**Alıntı metin:**
────────────────────
بِسْمِ ٱللَّهِ ٱلرَّحْمَٰنِ ٱلرَّحِيمِ
إِنَّ هَٰذَا ٱلۡقُرۡءَانَ يَهۡدِي لِلَّتِي هِيَ أَقۡوَمُ وَيُبَشِّرُ ٱلۡمُؤۡمِنِينَ ٱلَّذِينَ يَعۡمَلُونَ ٱلصَّٰلِحَٰتِ أَنَّ لَهُمۡ أَجۡرٗا كَبِيرٗا ٩
Haberiniz olsun ki bu Kur'an, insanları en doğru yola hidayet eder ve salih ameller yapan müminlere tebşir eyler ki kendilerine büyük bir ecir vardır.
Muhakkak ki bu Kur'an; en doğru olana götürür. Ve salih amel işleyen mü' minlere kendileri için büyük bir mükafat olduğunu müjdeler.
(9-10) Gerçekten bu Kur’an en doğru olan yola götürür ve iyi işler yapan mü’minler için büyük bir mükâfat olduğunu ve ahirete inanmayanlar için elem dolu bir azap hazırladığımızı müjdeler.
Gerçek bu Kur'an (insanları) öyle bir şey'e (yola) doğrultub götürür ki o, en aadil ve en doğru bir (yol) dur. Güzel güzel amel (ve hareket) lerde bulunan mü'minlere kendileri için muhakkak bir ecr olduğunu da müjdeler o.
Hiç kuşkusuz bu Kur'an insanları en doğru yola iletir ve iyi ameller işleyen mü'minlere, kendilerini büyük bir ödülün beklediği müjdesini verir.
────────────────────
**Gösterilen bilgiler:**
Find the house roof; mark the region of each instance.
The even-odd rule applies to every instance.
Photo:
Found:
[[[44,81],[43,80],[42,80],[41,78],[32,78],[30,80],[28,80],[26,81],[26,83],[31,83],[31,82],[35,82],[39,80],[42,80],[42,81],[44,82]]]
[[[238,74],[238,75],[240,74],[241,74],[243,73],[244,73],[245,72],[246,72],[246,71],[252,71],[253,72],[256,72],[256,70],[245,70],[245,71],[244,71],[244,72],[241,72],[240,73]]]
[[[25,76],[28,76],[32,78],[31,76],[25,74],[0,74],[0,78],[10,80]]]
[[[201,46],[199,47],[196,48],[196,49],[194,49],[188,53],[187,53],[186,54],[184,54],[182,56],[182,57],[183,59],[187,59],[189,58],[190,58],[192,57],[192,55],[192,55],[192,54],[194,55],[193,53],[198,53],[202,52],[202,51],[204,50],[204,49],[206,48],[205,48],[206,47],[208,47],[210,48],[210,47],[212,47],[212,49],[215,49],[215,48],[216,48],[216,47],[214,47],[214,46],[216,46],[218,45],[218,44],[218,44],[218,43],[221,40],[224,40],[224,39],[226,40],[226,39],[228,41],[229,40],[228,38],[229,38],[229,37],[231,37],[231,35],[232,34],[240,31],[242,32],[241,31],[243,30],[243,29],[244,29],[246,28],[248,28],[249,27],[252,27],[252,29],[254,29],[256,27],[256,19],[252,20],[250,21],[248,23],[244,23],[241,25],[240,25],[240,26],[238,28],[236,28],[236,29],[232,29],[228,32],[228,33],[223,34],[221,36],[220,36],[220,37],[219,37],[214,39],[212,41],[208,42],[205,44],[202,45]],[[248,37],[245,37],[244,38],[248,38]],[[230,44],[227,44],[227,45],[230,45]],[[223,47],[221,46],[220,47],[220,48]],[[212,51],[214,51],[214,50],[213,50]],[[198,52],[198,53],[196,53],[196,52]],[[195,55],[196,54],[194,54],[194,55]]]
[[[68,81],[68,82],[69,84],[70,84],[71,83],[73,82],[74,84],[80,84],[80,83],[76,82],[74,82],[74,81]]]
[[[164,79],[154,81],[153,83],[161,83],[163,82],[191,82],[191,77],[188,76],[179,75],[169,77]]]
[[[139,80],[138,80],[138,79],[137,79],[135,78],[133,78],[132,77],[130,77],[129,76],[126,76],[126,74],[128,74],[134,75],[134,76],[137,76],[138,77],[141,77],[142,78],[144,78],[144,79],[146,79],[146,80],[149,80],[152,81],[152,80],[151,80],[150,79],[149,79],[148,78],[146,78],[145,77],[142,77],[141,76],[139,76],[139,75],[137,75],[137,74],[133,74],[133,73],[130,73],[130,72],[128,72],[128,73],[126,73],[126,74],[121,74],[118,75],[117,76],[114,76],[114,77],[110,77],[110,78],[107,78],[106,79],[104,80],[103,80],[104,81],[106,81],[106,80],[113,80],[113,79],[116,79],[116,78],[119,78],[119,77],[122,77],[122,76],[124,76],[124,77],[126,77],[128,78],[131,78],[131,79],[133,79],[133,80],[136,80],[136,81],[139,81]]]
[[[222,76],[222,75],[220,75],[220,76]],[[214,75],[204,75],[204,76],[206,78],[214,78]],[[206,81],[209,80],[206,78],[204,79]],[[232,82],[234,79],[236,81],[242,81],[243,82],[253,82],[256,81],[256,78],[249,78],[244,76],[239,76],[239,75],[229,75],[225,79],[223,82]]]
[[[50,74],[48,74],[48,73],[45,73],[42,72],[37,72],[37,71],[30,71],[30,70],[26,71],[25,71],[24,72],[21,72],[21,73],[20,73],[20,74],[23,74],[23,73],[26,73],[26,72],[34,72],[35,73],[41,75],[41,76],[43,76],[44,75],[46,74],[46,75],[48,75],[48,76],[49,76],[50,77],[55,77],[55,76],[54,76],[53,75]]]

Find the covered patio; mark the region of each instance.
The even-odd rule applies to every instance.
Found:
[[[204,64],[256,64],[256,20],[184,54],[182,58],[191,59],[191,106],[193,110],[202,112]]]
────────────────────
**Yapılacak iş:**
Kur'an ayeti ve meallerini içeren metinde "Muhakkak ki bu" ifadesinden "beklediği müjdesini verir." ifadesine kadar olan bölümü birebir aynı biçimde yazın.

**Çözüm:**
Muhakkak ki bu Kur'an; en doğru olana götürür. Ve salih amel işleyen mü' minlere kendileri için büyük bir mükafat olduğunu müjdeler.
(9-10) Gerçekten bu Kur’an en doğru olan yola götürür ve iyi işler yapan mü’minler için büyük bir mükâfat olduğunu ve ahirete inanmayanlar için elem dolu bir azap hazırladığımızı müjdeler.
Gerçek bu Kur'an (insanları) öyle bir şey'e (yola) doğrultub götürür ki o, en aadil ve en doğru bir (yol) dur. Güzel güzel amel (ve hareket) lerde bulunan mü'minlere kendileri için muhakkak bir ecr olduğunu da müjdeler o.
Hiç kuşkusuz bu Kur'an insanları en doğru yola iletir ve iyi ameller işleyen mü'minlere, kendilerini büyük bir ödülün beklediği müjdesini verir.